**Task to carry out**
Can the data below be echoed back word for word?

**Data shown**

----------

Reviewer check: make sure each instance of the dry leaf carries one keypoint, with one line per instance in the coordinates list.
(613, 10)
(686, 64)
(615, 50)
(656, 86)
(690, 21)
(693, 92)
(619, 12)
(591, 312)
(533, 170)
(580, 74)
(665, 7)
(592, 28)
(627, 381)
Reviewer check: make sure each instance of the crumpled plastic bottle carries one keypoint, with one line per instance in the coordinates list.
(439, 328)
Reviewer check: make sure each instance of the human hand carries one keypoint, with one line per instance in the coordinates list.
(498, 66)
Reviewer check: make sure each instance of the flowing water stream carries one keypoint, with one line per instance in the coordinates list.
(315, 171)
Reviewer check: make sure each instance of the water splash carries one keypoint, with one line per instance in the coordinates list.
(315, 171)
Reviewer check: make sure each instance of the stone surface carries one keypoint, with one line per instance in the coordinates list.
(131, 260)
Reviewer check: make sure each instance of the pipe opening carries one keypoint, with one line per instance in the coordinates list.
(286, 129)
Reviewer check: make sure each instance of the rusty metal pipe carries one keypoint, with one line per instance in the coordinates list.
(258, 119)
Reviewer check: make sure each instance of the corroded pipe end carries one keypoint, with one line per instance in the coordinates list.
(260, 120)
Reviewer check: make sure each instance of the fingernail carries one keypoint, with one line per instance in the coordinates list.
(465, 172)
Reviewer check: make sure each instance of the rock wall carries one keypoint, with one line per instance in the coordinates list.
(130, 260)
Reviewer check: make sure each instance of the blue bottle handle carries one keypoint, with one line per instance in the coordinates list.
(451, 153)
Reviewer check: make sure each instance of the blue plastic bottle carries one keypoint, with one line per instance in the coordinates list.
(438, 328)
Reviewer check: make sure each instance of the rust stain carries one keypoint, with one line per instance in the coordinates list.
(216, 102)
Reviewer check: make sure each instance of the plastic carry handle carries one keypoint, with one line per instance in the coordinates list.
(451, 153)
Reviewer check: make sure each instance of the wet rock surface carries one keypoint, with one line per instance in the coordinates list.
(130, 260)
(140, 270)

----------

**Task solution**
Reviewer check: make sure each instance of the dry leaf carries one keypoint, with one line per instance in the coordinates list.
(613, 10)
(686, 64)
(615, 50)
(656, 86)
(690, 21)
(693, 92)
(619, 12)
(591, 312)
(533, 170)
(580, 74)
(665, 7)
(592, 28)
(627, 381)
Reviewer check: make sure each instance of the crumpled plastic bottle carries one keypoint, with one line per instance in the coordinates list.
(439, 328)
Reviewer check: make sure each instance of the human hand carries one keypoint, with one line per instance in the coordinates list.
(498, 66)
Reviewer check: make sure each instance of the flowing water stream carries one keypoint, with one line per instance in the coordinates list.
(315, 171)
Reviewer check: make sure each instance of the water splash carries one keypoint, with one line per instance in the coordinates list.
(315, 171)
Reviewer check: make sure each instance of the stone surface carries one keypoint, with one line per instance in the coordinates list.
(131, 260)
Reviewer check: make sure each instance of the pipe opening carries one keypoint, with one line per instance in the coordinates list.
(286, 129)
Reviewer check: make sure each instance of the rusty metal pipe carries one keypoint, with one line per instance in the coordinates list.
(258, 119)
Reviewer check: make sure each instance of the corroded pipe end carries one keypoint, with one line per instance in the coordinates list.
(260, 120)
Reviewer check: make sure each instance of the fingernail carries one keypoint, with one line per instance in the coordinates list.
(465, 172)
Reviewer check: make sure each instance of the rock wall carries one keypoint, with one line per instance in the coordinates list.
(130, 260)
Reviewer check: make sure each instance of the blue bottle handle carries one keypoint, with one line per instance in the coordinates list.
(451, 153)
Reviewer check: make sure each instance of the blue plastic bottle carries one keypoint, with one line per instance in the coordinates list.
(438, 328)
Reviewer check: make sure each instance of the rust stain carries one keypoint, with one line per instance in the coordinates list.
(216, 102)
Reviewer check: make sure each instance of the plastic carry handle carries one keypoint, with one line per instance in the coordinates list.
(451, 153)
Reviewer check: make sure each instance of the wet rock surface carries one keypoint, with one line per instance in the coordinates list.
(130, 260)
(140, 270)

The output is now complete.